MATERIAL PROVIDED —
[START]
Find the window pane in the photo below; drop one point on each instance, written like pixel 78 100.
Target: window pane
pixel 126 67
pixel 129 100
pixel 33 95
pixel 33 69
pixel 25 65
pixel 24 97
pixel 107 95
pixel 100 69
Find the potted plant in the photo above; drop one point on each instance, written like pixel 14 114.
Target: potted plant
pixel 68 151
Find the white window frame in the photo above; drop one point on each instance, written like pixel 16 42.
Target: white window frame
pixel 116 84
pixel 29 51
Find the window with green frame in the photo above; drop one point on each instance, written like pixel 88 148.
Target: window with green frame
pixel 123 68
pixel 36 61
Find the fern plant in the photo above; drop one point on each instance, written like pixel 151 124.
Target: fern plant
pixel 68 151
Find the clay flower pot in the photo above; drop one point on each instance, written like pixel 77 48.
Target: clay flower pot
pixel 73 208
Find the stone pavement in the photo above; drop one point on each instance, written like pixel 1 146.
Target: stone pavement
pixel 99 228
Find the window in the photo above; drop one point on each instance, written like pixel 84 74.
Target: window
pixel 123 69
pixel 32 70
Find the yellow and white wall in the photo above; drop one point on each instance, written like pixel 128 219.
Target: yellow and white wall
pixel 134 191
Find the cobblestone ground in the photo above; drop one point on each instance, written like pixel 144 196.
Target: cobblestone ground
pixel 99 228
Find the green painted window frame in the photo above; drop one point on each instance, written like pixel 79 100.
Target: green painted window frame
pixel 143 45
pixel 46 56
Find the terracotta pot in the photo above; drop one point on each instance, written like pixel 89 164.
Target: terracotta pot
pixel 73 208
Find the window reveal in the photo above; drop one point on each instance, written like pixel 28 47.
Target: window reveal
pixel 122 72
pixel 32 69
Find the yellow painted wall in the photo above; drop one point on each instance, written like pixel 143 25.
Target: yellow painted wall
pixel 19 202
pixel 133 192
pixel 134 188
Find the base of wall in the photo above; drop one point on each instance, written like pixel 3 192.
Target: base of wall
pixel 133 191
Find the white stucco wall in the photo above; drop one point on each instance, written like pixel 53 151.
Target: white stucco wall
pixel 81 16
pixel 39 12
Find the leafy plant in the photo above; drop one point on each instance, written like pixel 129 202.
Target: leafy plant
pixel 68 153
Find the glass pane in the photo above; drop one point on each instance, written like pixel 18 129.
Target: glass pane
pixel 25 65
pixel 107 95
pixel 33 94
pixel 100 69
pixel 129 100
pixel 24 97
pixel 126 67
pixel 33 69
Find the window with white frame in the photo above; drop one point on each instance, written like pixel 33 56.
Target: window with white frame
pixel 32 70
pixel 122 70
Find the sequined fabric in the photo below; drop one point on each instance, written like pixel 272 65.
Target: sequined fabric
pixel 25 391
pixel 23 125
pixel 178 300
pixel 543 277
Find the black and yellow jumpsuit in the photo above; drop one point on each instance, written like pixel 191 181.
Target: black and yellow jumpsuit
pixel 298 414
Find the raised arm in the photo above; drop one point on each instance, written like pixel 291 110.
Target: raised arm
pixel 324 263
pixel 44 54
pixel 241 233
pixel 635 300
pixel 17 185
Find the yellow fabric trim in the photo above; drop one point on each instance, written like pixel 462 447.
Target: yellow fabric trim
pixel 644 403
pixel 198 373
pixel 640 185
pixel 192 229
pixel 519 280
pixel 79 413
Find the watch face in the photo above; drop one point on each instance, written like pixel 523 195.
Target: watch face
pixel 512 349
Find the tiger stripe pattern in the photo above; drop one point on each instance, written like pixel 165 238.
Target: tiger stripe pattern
[END]
Can you retype all of the records above, keeping every character unchanged?

EXERCISE RESPONSE —
Find the window pane in the photo below; drop one point on each instance, written like pixel 78 100.
Target: window pane
pixel 126 67
pixel 129 100
pixel 33 95
pixel 33 69
pixel 25 65
pixel 24 97
pixel 107 95
pixel 100 69
Find the potted plant in the photo above; drop one point on each instance, written like pixel 14 114.
Target: potted plant
pixel 68 151
Find the white window frame in the photo above; drop one point on each instance, written like pixel 16 42.
Target: white window frame
pixel 116 84
pixel 29 51
Find the window with green frame in the photo above; drop one point on each instance, written like pixel 88 148.
Target: window with green frame
pixel 123 68
pixel 36 61
Find the fern plant in the photo above; drop one point on each instance, written like pixel 151 124.
Target: fern plant
pixel 68 151
Find the clay flower pot in the photo above; drop one point on each instance, written like pixel 77 48.
Target: clay flower pot
pixel 73 208
Find the stone pavement in the photo above; drop one point on each instance, written like pixel 1 146.
Target: stone pavement
pixel 99 228
Find the window in the photo above; drop one point on each instance, written like pixel 84 74.
Target: window
pixel 123 69
pixel 32 70
Find the yellow and white wall in the photo above; drop one point on each instance, written like pixel 128 219.
Target: yellow and white wall
pixel 134 191
Find the cobblestone ground in the photo above; drop one point on each instance, written like pixel 144 196.
Target: cobblestone ground
pixel 99 228
Find the green painted window frame in the photo above; drop one point on each instance, written like pixel 79 100.
Target: green painted window frame
pixel 143 45
pixel 46 56
Find the terracotta pot in the photo above; drop one point on each instance, written like pixel 89 164.
Target: terracotta pot
pixel 73 208
Find the window reveal in the photo above; drop one point on each instance, written like pixel 28 47.
Target: window reveal
pixel 122 72
pixel 32 69
Find the yellow painted wall in the photo above; drop one point on each instance, written like pixel 143 25.
Target: yellow painted wall
pixel 19 202
pixel 133 192
pixel 134 188
Find the base of wall in the photo above; drop one point on each instance, written like pixel 3 192.
Target: base of wall
pixel 133 191
Find the white stucco wall in the photo above; drop one point on each instance, written like pixel 53 151.
Target: white stucco wall
pixel 81 16
pixel 39 12
Find the leafy plant in the photo above; drop one point on each instance, written like pixel 129 202.
Target: leafy plant
pixel 68 153
Find the glass pane in the photo above; drop one point on each instance, written like pixel 18 129.
Target: glass pane
pixel 25 65
pixel 107 95
pixel 33 94
pixel 100 69
pixel 129 100
pixel 24 97
pixel 126 67
pixel 33 69
Find the window with white frame in the photo above; drop one point on each instance, written like pixel 33 56.
Target: window with white frame
pixel 32 70
pixel 122 70
Find the sequined fabric in the photo below; drop one point on each instance, written like pixel 272 65.
Target: sequined fabric
pixel 25 391
pixel 23 125
pixel 178 300
pixel 543 277
Find the black and yellow jumpsuit in the photo above; drop one point on each instance, written like pixel 191 181.
Target: black and yellow jumpsuit
pixel 298 414
Find the raised arm in the photo above; drop one point on each instance, written like pixel 291 110.
Target: raised arm
pixel 324 263
pixel 44 54
pixel 241 233
pixel 635 300
pixel 17 185
Find the yellow fabric trim in the photo above; drop one point on each instance, written like pixel 462 447.
Target: yellow fabric trim
pixel 644 403
pixel 198 373
pixel 640 185
pixel 192 229
pixel 519 280
pixel 79 413
Find the watch face in the photo above; drop one point on each instance, written like pixel 523 195.
Target: watch face
pixel 512 349
Find the tiger stripe pattern in the photo above; drop one point on each instance, written like pixel 165 238.
Target: tiger stripe pattern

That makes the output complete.